Part of a data file:
╔══
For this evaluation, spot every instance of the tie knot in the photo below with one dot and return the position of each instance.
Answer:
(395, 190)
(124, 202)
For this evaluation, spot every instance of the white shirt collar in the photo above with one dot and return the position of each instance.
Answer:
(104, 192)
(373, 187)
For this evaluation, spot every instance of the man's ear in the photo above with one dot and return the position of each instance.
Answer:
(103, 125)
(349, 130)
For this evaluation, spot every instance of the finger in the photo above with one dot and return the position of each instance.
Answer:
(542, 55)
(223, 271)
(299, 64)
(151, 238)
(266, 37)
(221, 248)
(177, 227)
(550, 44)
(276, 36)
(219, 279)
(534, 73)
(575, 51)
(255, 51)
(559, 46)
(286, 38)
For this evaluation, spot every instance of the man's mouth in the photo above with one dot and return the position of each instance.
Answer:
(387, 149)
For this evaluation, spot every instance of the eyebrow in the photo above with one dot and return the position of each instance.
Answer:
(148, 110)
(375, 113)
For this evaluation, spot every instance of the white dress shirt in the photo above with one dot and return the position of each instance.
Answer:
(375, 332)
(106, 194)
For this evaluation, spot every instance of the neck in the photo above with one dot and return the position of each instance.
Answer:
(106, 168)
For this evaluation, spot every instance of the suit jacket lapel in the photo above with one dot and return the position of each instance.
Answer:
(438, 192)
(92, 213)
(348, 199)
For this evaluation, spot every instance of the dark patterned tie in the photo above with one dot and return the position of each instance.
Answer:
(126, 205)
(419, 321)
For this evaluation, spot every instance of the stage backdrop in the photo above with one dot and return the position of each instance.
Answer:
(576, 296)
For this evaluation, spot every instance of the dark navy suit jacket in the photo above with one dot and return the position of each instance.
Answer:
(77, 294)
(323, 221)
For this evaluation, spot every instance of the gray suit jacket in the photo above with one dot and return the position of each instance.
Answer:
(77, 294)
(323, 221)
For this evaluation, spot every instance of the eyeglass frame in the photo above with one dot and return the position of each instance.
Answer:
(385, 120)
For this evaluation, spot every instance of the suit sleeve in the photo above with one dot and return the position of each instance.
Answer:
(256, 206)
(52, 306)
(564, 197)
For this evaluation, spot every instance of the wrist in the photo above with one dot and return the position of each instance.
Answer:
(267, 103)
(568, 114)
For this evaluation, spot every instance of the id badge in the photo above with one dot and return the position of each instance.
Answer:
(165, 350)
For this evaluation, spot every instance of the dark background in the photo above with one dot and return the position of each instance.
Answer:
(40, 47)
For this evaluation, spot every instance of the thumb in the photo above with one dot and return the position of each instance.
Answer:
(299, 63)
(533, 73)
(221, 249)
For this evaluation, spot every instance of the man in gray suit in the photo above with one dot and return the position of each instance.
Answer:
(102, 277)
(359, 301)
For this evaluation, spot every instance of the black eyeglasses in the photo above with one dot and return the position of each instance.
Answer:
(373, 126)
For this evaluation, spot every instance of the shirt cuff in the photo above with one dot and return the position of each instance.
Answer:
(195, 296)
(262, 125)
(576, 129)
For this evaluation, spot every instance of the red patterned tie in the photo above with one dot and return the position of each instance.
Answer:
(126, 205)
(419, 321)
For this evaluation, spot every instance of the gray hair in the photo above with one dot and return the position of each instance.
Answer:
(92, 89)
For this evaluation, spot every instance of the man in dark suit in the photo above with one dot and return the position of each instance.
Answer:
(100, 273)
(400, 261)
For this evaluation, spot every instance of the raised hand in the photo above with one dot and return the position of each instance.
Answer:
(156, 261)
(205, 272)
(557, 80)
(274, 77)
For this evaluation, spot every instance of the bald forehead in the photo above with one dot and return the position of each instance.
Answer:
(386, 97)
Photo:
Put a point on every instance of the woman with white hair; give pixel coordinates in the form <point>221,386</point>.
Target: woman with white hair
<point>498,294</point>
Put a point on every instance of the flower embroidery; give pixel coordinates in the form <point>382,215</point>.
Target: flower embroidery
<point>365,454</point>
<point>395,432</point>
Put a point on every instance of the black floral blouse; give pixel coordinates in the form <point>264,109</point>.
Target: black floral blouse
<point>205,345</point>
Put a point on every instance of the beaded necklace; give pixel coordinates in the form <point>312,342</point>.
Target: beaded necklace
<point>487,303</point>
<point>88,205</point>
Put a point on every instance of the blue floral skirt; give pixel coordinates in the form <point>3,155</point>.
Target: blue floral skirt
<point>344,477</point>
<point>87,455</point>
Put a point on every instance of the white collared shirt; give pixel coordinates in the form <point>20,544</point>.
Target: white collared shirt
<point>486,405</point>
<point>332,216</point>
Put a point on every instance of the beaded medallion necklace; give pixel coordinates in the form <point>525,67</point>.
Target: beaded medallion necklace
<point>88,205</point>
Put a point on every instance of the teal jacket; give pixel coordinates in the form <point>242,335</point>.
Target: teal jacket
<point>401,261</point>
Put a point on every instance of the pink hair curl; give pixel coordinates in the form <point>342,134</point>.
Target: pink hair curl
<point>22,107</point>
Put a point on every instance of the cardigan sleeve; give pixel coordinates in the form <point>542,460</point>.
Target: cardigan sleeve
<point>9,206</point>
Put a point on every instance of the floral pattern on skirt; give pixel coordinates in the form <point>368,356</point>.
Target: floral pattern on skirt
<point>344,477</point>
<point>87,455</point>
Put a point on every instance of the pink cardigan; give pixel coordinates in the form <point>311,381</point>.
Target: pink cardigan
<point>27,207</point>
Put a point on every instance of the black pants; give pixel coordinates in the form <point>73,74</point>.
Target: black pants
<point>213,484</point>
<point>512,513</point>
╚══
╔══
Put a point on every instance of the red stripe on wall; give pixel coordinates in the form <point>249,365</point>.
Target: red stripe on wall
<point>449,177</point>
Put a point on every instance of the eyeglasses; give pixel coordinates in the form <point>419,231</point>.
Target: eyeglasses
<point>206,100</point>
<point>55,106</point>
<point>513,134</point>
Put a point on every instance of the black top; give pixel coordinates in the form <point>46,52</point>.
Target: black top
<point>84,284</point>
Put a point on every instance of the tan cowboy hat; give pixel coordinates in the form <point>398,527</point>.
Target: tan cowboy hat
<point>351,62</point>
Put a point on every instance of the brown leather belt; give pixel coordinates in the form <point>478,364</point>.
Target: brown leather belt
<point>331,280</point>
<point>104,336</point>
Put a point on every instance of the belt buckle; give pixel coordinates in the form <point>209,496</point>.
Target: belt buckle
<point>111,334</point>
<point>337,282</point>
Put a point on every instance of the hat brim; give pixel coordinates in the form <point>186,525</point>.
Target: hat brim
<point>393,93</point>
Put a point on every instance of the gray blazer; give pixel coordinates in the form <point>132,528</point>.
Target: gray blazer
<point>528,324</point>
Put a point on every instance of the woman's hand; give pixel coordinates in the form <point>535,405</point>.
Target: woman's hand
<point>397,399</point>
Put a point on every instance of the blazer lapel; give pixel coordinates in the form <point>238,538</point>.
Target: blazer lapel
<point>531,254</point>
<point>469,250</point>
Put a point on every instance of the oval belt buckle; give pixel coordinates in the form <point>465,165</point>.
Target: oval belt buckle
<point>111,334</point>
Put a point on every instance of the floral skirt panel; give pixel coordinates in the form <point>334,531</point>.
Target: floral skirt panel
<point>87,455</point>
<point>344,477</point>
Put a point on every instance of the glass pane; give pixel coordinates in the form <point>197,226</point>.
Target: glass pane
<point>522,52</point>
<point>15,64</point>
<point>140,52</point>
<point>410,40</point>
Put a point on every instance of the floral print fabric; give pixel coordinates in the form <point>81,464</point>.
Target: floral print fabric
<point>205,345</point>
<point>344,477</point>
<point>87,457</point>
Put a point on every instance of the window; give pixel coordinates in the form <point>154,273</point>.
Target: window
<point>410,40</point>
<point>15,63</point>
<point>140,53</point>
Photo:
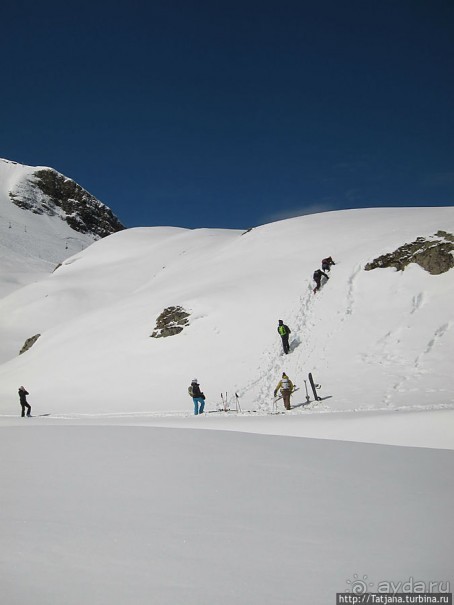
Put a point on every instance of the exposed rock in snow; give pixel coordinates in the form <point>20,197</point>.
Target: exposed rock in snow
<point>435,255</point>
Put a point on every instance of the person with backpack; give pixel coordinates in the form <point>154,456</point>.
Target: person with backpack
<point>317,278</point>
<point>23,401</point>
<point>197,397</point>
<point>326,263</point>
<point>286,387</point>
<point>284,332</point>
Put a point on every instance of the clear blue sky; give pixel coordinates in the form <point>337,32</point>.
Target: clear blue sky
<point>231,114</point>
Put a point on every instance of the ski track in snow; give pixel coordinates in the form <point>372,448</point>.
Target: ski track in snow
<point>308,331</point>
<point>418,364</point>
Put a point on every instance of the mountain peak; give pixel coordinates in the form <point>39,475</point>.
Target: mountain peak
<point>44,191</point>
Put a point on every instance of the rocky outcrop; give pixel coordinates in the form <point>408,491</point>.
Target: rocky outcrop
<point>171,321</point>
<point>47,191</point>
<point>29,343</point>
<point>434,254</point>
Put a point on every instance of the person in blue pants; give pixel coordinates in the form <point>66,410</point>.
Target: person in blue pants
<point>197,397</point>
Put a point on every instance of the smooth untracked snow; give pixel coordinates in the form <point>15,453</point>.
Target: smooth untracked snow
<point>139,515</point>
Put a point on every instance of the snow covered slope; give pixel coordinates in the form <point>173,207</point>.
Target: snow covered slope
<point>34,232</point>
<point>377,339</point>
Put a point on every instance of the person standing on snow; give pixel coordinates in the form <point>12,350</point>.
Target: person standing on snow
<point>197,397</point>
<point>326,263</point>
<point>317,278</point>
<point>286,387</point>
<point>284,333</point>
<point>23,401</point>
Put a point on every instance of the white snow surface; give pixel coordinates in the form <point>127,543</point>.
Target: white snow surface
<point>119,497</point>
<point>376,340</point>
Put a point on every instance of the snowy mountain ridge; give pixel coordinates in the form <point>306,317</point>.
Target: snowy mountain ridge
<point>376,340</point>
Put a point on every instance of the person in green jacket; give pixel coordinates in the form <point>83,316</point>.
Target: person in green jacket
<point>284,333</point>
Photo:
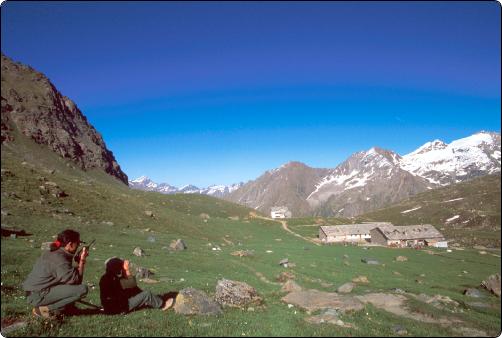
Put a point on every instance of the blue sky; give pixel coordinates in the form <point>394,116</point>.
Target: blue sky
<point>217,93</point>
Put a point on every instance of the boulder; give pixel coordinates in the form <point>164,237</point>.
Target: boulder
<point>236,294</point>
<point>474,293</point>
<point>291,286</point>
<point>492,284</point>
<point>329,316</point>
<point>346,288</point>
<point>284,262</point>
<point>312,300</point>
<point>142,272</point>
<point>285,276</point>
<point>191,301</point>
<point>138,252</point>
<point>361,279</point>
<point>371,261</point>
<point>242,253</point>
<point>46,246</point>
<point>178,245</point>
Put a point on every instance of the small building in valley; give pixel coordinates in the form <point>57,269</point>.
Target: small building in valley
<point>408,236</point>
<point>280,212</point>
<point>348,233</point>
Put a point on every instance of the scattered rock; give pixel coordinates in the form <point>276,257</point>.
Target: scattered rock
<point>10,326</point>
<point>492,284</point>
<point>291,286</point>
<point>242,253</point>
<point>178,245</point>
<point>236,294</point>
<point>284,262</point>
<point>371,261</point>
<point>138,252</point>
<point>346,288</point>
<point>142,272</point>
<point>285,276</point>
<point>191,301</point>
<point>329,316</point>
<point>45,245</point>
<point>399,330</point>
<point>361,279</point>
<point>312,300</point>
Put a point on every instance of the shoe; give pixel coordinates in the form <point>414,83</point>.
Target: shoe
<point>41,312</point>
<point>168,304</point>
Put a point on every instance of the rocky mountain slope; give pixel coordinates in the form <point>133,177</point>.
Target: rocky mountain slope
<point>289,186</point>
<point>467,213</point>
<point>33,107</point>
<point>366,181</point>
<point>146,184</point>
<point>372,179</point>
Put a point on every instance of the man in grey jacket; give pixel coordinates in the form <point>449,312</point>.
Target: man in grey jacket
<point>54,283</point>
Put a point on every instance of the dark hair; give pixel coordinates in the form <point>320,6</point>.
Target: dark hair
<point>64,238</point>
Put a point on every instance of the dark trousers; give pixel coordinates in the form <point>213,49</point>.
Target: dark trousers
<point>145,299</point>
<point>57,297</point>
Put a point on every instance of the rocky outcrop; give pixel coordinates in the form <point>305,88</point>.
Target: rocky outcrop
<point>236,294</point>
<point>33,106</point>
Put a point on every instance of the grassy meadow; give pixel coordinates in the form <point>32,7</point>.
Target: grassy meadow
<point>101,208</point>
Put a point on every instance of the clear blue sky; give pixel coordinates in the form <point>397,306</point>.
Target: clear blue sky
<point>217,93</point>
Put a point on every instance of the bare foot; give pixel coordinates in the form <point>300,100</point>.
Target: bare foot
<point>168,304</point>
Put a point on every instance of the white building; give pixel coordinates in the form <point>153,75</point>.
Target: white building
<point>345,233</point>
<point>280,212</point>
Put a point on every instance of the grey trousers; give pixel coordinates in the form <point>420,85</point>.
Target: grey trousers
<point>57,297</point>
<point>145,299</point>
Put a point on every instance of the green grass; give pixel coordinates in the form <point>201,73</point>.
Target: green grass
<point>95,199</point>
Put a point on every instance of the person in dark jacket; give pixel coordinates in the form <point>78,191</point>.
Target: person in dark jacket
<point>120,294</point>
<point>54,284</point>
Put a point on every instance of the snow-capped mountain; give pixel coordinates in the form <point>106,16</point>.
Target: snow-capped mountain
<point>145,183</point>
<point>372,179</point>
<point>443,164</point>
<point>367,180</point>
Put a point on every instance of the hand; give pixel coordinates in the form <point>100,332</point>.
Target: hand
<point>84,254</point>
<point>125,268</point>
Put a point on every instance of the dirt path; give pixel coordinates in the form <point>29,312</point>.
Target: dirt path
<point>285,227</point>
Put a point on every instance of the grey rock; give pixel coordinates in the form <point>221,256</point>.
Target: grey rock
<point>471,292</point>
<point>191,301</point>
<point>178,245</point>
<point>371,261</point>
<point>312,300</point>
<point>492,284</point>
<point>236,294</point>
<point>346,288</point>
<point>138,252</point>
╚══
╔══
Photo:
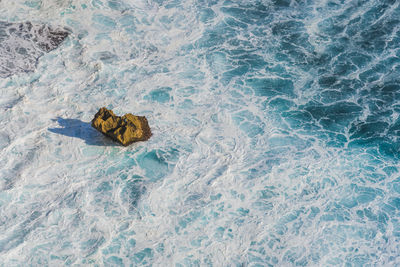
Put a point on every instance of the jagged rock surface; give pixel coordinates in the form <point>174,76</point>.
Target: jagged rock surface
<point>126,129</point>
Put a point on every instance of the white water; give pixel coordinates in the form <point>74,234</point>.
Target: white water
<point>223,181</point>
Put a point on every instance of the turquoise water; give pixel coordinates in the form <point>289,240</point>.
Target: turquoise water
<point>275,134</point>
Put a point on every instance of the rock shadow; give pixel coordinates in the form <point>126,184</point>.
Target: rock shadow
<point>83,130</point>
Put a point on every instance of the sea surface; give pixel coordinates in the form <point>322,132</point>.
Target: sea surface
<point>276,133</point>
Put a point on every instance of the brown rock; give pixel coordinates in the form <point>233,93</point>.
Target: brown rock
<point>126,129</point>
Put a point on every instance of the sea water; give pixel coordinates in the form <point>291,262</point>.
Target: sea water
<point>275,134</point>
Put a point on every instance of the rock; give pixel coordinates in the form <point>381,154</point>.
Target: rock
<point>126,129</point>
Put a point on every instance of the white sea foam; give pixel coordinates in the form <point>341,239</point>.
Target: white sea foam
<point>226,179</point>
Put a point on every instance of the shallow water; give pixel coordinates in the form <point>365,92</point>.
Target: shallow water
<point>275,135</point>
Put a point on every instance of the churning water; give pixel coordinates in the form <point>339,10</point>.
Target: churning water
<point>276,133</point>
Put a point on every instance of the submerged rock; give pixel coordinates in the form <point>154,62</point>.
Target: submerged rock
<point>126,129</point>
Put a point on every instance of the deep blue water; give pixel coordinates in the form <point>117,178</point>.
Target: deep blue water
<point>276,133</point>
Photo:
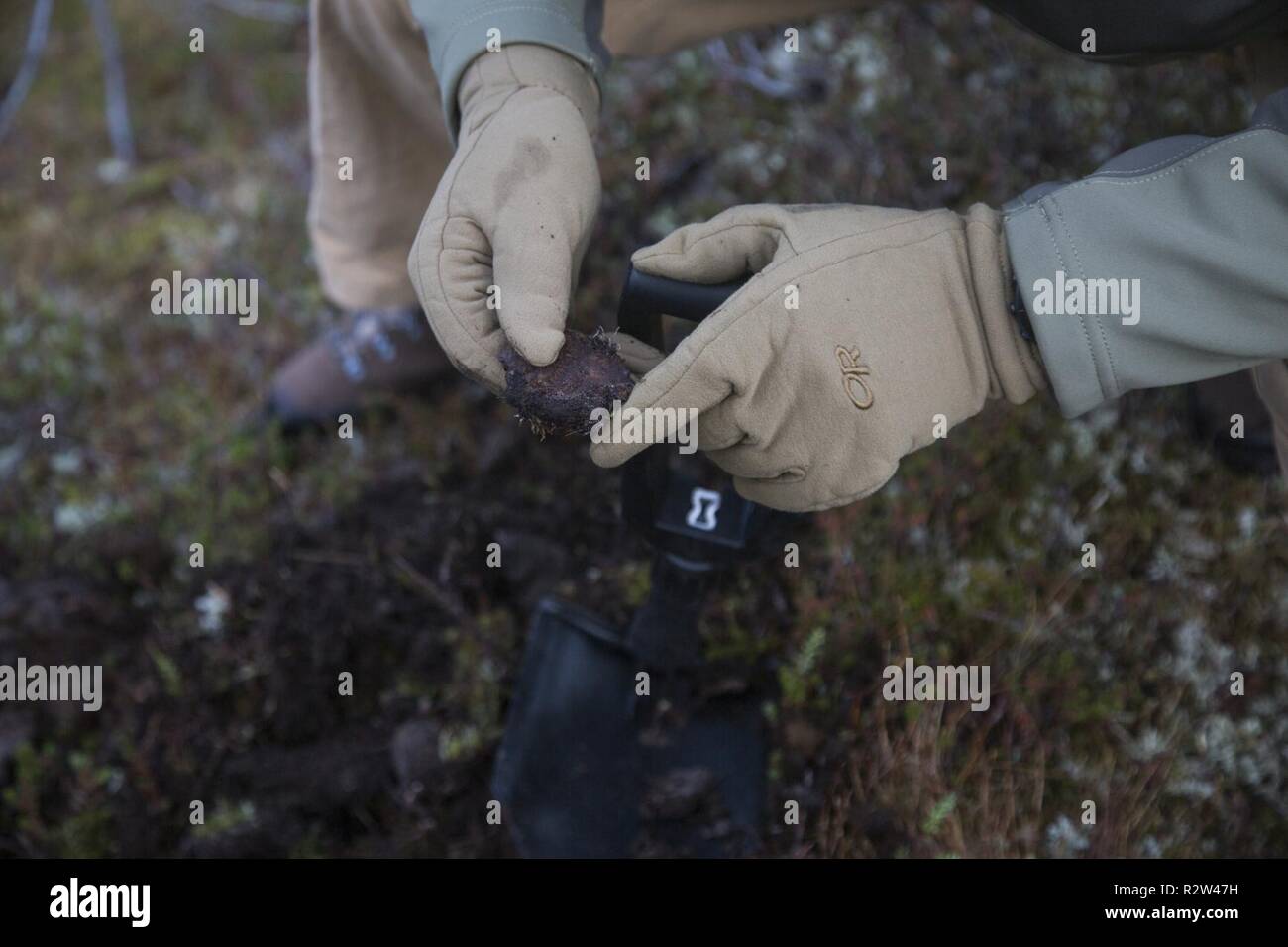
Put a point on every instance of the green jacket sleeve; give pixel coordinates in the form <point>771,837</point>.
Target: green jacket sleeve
╚══
#### [To be done]
Please switch "grey" to "gray" in everything from the line containing "Put a point on every instance of the man" down to the line containing "<point>64,238</point>", and give those lines again with nothing else changed.

#### [Task answer]
Put a point on every instance of the man in gray jacket; give pixel coordinates in the form <point>449,312</point>.
Target: man in gray jacket
<point>54,283</point>
Put a point on every instance of the dark hair; give pixel coordinates in the form <point>320,6</point>.
Target: dark hair
<point>64,238</point>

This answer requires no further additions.